Source excerpt:
------------------------------------------------------------------------

Coyote Courtship Mating Season Brings Coyotes Closer to Humans; Here's How You Can Protect Your Pets
It's time for the proverbial Paul Revere to race through town crying, "The coyotes are coming! The coyotes are coming!"
The citizenry of suburbia will soon be up in arms, public officials will be a-tizzy, and the media will have a heyday with news about vicious maulings by these purportedly ruthless varmints.
But I'm going head off Revere at the pass. Coyote's not just coming, he's here. And he has been here since the last public panic a year ago. The much-maligned coyotes are a reality in suburbia and knowing a bit about their behavior and ecology will help dispel unnecessary alarm.
First, let's look at when and why most concerns about coyotes are raised.
The coyotes that have been living at the perimeter of your subdivision, at the edge of the cornfield and behind the strip mall are more visible come February because it's courtship and mating season. These wild dogs are searching the canine equivalent of match.com. Coyotes take the dating game very seriously and will cover a lot of territory to find a match. That territory may well include your neighborhood.
As with human dating, coyote courtship is an expensive endeavor. Instead of cash, however, it's calories that coyotes need.
As they pair up, they need calories in order to find and fashion suitable dens. An abandoned badger borrow may be a fixer-upper for a den, or Mr. and Mrs. Coyote may redesign a brush pile out back, or they may remodel the woodchuck hole under your garage.
Newly pregnant females also require extra caloric input. Both males and females hunt, but the males take over most of the grocery shopping when mom is great with pup. She will take whatever form of prenatal vitamins, snacks and sustenance she can get.
It doesn't matter whether the calories come in the form of Pekingese or possum, Maltese or mouse, Bichon or bunny. Coyote is not a respecter of food. Is this malicious maleficence or the ecological reality of the complex food web?

------------------------------------------------------------------------

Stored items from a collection

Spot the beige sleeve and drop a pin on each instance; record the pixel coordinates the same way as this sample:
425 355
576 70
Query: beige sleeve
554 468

------------------------------------------------------------------------

Write out everything in the coyote article from "But I'm going" down to "dispel unnecessary alarm.", swapping "unnecessary alarm" for "needless worry". The entries bear no relation to the coyote article.

Correct response:
But I'm going head off Revere at the pass. Coyote's not just coming, he's here. And he has been here since the last public panic a year ago. The much-maligned coyotes are a reality in suburbia and knowing a bit about their behavior and ecology will help dispel needless worry.